- [Material for this exercise]
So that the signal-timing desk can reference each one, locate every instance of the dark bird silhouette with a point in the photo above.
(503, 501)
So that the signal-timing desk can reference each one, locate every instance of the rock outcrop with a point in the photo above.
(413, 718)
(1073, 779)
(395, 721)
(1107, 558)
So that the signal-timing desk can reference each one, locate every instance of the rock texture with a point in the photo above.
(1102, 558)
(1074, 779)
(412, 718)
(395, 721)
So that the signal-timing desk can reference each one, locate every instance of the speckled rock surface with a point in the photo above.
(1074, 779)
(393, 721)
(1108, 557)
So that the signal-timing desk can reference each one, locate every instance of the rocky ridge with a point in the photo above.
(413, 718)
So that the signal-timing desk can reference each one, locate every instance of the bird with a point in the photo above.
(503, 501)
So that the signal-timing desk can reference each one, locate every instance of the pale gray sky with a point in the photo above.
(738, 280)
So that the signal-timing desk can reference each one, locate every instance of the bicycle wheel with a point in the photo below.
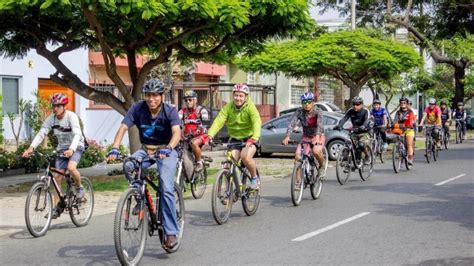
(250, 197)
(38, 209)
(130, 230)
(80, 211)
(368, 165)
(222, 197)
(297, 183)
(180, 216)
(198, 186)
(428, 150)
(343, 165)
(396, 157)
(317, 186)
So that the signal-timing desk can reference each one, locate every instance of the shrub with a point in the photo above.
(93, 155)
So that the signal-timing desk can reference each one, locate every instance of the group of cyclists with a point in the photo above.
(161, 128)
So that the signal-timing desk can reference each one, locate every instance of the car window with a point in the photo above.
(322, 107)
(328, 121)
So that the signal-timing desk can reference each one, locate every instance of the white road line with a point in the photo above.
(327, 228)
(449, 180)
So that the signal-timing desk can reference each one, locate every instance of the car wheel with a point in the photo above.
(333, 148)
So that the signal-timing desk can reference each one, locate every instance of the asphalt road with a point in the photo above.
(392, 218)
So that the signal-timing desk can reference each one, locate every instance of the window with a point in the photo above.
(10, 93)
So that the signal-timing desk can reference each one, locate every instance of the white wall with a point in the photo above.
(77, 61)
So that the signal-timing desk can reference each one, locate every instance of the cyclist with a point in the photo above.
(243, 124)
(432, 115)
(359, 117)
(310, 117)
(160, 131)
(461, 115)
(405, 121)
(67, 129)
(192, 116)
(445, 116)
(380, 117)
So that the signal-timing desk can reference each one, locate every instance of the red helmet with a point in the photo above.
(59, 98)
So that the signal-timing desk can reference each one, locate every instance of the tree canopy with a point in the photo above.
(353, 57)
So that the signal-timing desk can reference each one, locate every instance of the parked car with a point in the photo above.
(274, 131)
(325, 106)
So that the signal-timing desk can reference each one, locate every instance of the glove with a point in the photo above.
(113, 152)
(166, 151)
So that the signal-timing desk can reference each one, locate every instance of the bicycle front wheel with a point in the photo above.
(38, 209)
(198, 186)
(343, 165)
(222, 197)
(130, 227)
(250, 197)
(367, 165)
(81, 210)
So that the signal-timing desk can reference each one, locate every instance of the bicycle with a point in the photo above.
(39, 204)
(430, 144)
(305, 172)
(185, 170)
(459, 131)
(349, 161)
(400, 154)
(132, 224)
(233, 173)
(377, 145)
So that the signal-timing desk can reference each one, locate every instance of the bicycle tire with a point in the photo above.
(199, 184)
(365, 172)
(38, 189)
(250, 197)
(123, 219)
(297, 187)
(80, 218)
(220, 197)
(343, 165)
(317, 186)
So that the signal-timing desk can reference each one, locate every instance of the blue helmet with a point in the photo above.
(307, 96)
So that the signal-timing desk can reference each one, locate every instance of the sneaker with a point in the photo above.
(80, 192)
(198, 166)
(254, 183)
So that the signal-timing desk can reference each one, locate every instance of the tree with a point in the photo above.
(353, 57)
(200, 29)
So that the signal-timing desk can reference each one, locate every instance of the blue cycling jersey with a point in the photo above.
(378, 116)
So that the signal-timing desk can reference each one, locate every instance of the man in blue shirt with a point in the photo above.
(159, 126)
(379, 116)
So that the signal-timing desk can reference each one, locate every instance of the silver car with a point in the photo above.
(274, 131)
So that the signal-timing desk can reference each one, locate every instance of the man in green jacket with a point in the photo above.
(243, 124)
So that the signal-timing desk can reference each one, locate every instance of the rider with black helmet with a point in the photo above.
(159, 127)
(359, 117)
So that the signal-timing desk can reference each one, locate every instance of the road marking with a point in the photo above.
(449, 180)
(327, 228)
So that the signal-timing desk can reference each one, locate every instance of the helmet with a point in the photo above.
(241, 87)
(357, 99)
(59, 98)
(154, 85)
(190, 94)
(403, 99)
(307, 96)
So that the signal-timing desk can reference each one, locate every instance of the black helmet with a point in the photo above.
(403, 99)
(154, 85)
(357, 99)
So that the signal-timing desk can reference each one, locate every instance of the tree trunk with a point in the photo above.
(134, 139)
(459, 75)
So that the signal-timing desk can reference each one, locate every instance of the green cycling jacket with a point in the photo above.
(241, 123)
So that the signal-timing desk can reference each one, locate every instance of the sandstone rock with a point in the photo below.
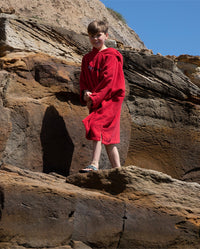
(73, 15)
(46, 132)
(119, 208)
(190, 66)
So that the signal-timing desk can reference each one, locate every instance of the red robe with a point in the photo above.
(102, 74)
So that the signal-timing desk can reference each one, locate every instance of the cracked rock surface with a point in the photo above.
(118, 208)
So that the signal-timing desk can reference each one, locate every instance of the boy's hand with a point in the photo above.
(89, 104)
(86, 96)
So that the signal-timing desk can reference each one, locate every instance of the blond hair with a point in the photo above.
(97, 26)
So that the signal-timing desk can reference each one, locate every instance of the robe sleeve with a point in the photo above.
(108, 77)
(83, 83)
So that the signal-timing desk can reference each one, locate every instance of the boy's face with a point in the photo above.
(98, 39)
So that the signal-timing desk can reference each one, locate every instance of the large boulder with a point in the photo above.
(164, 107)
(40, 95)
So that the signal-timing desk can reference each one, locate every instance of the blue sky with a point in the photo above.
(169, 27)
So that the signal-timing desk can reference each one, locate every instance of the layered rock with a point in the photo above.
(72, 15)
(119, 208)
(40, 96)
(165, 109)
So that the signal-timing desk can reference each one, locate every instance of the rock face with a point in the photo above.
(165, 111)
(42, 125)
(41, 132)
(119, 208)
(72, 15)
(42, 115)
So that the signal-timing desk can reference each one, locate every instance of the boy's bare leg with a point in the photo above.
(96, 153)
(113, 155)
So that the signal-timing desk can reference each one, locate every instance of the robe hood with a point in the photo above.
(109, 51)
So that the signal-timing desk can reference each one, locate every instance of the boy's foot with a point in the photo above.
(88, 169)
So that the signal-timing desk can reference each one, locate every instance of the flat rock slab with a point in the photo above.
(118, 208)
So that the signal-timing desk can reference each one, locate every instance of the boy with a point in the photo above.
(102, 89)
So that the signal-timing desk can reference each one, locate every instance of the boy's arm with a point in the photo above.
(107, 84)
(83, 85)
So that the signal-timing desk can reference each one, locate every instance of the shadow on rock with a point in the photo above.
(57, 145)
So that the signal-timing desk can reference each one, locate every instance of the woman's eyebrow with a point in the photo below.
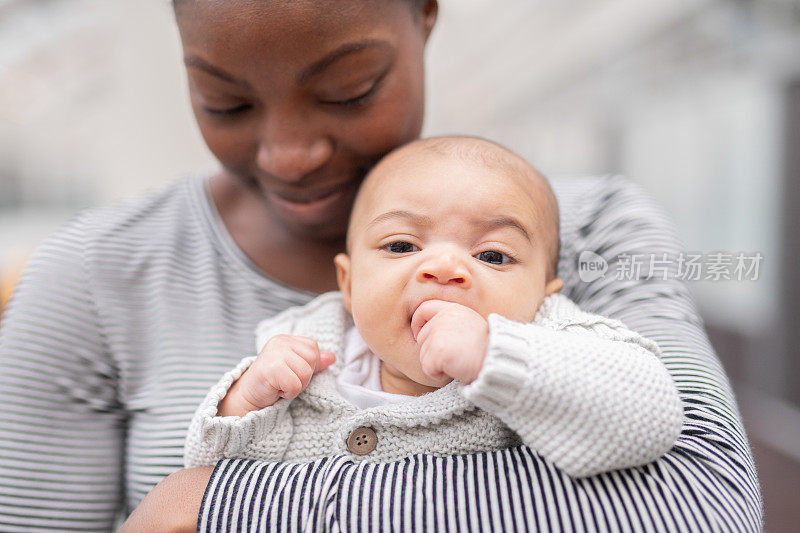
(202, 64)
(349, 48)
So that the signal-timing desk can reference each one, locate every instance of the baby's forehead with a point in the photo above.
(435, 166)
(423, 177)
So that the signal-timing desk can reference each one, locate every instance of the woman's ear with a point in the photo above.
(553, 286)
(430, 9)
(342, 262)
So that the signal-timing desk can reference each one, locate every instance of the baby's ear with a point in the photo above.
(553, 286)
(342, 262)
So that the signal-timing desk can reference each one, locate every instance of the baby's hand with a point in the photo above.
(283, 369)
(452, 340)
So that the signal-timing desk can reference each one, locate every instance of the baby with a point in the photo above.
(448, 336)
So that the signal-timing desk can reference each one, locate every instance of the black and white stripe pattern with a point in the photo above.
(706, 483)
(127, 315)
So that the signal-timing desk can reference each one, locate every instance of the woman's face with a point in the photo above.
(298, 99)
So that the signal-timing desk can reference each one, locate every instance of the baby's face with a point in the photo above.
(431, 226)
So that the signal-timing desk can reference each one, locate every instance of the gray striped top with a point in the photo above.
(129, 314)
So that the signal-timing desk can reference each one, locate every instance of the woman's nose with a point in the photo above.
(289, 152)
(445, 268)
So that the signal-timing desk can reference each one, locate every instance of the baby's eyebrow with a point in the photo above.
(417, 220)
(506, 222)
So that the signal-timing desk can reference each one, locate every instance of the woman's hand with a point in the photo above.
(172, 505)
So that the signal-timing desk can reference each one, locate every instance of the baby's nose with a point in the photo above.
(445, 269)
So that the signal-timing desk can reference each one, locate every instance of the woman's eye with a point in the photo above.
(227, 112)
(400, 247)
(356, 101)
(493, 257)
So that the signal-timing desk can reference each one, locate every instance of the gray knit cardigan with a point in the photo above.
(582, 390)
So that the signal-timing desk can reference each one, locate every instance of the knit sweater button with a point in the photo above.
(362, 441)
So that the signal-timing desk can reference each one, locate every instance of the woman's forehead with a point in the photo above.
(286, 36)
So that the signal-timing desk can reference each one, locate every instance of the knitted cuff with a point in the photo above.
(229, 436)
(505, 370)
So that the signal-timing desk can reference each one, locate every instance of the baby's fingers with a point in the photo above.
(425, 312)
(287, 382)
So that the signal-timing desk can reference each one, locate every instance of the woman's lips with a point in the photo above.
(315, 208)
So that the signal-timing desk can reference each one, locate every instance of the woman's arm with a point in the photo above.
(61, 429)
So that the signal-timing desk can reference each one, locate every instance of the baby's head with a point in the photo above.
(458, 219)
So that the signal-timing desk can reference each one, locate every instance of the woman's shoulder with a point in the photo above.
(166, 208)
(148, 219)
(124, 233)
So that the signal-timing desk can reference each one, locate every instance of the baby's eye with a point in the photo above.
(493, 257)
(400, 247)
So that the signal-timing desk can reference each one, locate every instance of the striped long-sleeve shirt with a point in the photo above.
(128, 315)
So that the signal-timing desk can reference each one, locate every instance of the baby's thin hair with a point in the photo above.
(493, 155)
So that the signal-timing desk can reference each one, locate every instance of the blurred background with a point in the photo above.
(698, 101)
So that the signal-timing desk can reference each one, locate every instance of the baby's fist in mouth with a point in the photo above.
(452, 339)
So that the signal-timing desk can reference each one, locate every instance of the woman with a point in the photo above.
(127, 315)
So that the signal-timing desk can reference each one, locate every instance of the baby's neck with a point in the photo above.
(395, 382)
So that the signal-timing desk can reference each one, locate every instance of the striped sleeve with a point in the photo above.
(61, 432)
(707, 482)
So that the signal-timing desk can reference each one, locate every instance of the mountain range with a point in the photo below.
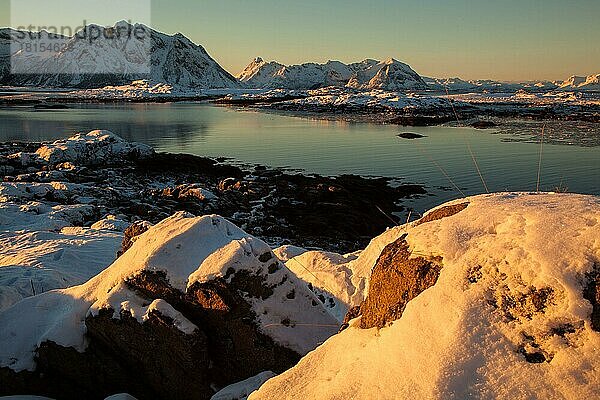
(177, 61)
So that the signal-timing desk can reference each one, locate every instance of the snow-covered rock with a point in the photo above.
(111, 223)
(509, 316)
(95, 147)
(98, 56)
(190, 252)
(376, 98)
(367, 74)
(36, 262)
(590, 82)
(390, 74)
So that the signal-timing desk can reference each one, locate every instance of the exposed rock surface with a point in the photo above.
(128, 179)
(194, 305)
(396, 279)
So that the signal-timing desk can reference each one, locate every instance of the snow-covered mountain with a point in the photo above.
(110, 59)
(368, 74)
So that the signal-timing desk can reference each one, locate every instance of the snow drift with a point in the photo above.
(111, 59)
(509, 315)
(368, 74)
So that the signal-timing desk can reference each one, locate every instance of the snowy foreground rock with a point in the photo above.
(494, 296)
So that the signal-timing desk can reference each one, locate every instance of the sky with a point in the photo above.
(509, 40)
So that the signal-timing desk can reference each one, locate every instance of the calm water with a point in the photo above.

- [What the task asks]
Reproduce precisely the lines of the entries above, from the one containing "background with a point in the photo above." through the final one, both ends included, and omit the pictures.

- [Result below]
So that the signal-timing desk can reference each one, locate every instance of the blurred background with a point in the photo above.
(698, 101)
So that the signal-timing desk can reference each one, locate every instance of the baby's fist in mouth with a point in the photo above.
(452, 339)
So that the signal-timing desk can reference each one, locate every instance of the woman with a point in the photo above.
(127, 315)
So that the signal-timing desk can reference each one, locate every instance of the baby's neck with a point in the photo above.
(395, 382)
So that the signal-timing desk can reference each one, locate every instance of the striped sleeve with a point in the photo above.
(61, 432)
(707, 482)
So that the signal-timing desk can reference each one, locate every instance of the mountain range with a point in the photo below.
(177, 61)
So that the signal-timing desk can reference each one, locate every instance of the snow-covered rock with a point in the photo above.
(111, 223)
(509, 316)
(95, 147)
(98, 56)
(190, 252)
(376, 98)
(367, 74)
(36, 262)
(590, 82)
(390, 74)
So that the signal-timing desk can reference each one, locate every instance of the exposed rock surface with a point in the photo above.
(128, 179)
(194, 305)
(396, 279)
So that the signal-timing desk can reference each one, locate every instance of the snow-covered mountain with a point in the photo above.
(110, 59)
(368, 74)
So that the signal-timing desk can reference each one, locate every instance of the snow drift with a point in the photo above.
(111, 59)
(509, 315)
(368, 74)
So that the signal-timing desk can reference each one, locate every instance of the snowy foreground rock with a point in the photo above.
(494, 296)
So that the signal-timing desk can reference each one, locate every instance of the sky with a point in the photo above.
(509, 40)
So that the signal-timing desk can reference each one, locate every instance of the calm water with a point in the photo above.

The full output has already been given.